### DIRECTIONS FOR THIS TASK
From the first line of the data below, copy each line up to the one containing "One marker per instance, like [334,56].", and include that line too.

### Stored dataset items
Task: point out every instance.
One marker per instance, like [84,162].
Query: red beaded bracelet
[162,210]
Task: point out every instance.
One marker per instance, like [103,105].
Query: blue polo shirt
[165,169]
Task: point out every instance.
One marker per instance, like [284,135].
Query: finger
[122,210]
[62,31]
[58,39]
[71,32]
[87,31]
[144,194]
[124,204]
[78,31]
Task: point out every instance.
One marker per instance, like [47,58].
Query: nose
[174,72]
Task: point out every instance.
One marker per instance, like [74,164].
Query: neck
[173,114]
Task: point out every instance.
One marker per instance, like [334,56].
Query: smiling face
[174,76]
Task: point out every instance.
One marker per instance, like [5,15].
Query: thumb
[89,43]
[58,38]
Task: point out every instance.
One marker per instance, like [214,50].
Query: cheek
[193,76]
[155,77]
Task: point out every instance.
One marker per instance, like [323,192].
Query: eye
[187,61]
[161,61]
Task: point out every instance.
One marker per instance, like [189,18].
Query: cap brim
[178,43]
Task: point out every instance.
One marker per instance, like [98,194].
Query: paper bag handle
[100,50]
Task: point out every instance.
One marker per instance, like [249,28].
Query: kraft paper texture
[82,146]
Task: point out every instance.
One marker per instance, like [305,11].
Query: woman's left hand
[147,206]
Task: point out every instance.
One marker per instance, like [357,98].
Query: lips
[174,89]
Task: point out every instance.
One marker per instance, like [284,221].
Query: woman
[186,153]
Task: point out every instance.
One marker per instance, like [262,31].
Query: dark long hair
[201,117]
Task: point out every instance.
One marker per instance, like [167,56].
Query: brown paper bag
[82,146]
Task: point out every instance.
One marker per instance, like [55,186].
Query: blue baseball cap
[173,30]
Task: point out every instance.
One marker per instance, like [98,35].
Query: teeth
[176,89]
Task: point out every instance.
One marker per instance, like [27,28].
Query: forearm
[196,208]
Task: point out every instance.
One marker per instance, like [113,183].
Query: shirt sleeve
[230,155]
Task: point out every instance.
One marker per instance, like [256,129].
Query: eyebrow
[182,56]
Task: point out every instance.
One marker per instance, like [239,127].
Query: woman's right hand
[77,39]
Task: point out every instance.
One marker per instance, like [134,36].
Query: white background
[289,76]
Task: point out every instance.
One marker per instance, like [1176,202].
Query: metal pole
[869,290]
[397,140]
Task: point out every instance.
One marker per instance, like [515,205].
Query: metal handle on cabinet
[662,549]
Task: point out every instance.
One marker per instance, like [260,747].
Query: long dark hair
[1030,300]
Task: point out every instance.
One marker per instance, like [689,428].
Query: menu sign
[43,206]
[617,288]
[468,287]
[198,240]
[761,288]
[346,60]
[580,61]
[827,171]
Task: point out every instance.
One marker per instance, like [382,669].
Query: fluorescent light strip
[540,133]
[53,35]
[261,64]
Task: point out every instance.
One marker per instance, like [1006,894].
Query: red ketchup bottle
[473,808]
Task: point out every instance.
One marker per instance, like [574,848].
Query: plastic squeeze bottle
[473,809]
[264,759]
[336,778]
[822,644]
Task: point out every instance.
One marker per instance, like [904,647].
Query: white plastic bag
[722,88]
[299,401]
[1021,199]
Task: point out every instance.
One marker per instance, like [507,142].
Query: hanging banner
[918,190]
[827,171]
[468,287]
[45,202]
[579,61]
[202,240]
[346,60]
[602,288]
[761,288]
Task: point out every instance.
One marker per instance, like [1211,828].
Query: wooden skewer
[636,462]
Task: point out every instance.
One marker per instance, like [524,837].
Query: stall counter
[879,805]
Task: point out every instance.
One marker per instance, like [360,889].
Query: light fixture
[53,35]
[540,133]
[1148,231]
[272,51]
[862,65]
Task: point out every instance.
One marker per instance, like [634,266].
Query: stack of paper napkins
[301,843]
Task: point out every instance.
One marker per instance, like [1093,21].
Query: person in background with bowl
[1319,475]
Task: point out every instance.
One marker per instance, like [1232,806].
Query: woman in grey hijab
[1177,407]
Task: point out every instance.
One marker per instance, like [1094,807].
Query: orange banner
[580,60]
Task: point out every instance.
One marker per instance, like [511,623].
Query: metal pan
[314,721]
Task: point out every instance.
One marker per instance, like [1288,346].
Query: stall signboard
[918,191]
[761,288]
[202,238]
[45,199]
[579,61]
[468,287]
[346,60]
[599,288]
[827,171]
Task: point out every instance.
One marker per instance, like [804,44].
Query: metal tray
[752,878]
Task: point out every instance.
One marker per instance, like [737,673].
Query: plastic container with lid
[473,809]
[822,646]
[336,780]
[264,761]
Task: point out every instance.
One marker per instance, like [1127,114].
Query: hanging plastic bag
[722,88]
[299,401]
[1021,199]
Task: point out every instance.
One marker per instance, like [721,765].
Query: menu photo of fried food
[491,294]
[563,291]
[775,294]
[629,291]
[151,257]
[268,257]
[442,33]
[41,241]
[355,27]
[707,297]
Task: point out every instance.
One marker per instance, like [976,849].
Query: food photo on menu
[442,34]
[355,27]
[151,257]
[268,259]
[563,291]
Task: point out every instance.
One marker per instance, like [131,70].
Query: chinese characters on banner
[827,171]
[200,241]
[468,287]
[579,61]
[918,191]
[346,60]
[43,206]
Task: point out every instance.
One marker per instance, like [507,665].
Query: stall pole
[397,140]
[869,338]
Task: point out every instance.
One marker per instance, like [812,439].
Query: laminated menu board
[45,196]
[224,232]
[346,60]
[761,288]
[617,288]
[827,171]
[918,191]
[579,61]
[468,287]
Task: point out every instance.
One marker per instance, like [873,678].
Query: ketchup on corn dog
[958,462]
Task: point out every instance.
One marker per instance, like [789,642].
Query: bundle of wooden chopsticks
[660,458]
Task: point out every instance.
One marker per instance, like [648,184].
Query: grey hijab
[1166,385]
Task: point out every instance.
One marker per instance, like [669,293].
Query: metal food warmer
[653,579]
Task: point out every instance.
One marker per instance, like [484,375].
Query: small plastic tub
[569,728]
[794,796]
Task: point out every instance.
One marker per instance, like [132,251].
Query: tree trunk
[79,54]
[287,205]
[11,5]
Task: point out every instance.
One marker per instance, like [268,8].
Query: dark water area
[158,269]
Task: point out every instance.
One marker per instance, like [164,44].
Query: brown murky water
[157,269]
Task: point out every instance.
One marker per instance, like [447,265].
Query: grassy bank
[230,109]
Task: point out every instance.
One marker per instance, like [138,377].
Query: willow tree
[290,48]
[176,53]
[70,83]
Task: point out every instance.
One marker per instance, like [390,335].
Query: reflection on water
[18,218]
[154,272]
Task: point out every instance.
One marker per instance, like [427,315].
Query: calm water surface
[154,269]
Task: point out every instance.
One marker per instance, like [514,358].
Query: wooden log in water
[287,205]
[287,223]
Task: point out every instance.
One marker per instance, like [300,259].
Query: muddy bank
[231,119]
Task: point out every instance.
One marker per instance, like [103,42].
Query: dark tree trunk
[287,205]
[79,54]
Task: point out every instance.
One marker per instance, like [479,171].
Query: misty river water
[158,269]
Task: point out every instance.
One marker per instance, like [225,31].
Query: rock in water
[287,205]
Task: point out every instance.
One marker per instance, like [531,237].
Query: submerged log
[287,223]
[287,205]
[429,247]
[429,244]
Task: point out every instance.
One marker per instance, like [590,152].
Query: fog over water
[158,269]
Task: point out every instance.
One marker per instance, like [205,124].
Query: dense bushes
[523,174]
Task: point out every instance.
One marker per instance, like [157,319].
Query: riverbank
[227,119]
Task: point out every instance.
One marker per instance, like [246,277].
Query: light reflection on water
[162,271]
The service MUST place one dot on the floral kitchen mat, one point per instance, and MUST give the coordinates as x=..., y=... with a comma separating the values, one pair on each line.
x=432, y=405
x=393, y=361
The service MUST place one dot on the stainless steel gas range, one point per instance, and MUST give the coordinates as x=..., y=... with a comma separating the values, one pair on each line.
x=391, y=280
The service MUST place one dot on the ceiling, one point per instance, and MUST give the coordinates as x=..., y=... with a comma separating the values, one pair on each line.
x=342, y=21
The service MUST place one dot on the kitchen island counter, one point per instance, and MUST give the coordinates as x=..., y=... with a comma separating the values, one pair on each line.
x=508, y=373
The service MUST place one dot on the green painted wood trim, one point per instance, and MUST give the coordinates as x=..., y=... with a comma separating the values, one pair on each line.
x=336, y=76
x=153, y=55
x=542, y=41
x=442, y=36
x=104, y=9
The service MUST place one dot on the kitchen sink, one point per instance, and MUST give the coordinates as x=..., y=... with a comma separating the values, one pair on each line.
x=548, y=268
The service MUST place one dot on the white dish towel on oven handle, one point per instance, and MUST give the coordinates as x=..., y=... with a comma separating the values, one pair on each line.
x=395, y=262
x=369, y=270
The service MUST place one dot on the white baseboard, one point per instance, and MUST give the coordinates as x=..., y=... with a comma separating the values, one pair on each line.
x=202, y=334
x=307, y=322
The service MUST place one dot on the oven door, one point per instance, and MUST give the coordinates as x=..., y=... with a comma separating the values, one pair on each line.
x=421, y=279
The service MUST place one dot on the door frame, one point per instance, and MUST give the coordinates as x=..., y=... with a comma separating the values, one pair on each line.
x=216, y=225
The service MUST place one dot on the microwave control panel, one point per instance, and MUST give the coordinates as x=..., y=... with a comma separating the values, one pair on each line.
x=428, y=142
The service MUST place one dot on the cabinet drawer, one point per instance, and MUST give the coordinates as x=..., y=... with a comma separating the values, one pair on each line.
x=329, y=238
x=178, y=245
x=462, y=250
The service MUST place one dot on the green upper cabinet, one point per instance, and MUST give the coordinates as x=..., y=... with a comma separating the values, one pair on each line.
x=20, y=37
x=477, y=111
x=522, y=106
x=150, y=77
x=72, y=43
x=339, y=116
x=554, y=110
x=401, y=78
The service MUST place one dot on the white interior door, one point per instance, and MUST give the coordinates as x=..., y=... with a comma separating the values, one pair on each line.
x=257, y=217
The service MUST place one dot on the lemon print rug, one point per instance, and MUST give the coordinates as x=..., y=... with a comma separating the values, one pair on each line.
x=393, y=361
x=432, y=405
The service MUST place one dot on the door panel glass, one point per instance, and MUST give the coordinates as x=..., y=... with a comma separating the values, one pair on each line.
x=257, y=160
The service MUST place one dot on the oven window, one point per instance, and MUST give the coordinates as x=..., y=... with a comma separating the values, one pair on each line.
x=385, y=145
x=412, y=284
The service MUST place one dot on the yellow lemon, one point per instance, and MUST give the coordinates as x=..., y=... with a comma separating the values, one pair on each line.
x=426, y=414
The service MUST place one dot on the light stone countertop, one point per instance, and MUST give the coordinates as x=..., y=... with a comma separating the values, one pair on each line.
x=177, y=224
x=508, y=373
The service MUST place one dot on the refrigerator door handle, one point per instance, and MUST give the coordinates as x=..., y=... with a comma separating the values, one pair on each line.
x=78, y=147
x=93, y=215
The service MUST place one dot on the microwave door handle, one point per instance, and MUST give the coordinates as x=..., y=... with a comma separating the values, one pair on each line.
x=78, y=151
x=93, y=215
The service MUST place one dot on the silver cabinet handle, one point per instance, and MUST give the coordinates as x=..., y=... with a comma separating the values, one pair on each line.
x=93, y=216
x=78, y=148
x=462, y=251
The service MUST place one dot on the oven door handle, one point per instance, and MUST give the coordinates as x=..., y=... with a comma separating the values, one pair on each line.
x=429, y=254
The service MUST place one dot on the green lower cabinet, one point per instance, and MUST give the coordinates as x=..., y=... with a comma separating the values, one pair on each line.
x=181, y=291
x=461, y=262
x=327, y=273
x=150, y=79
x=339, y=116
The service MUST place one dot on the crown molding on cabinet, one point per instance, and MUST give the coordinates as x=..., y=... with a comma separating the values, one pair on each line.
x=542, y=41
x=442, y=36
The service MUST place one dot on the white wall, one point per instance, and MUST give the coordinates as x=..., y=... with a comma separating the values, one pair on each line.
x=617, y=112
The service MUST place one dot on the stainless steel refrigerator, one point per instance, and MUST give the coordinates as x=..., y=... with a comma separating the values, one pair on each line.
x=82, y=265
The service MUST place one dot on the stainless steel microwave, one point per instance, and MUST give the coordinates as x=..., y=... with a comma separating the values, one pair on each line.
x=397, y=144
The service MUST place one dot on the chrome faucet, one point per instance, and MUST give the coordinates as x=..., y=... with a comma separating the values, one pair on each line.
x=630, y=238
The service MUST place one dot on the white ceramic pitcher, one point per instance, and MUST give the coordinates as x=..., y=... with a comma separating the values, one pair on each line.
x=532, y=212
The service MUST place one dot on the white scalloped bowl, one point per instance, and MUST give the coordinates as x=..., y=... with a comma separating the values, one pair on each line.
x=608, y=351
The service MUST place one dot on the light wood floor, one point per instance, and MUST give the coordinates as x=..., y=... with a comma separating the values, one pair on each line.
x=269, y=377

### OUTPUT BELOW
Task: point out every instance.
One marker per instance, like [84,162].
Query: red beaded bracelet
[162,210]
Task: point out every instance.
One marker per instance, like [103,105].
Query: blue polo shirt
[165,169]
Task: point out every instance.
One marker per instance, like [284,135].
Query: finger
[122,210]
[62,31]
[58,39]
[71,32]
[87,31]
[144,194]
[124,204]
[78,31]
Task: point out every instance.
One marker per instance, like [47,58].
Query: nose
[174,72]
Task: point out every instance.
One marker per instance, like [74,164].
Query: neck
[173,114]
Task: point out every instance.
One marker per instance, like [334,56].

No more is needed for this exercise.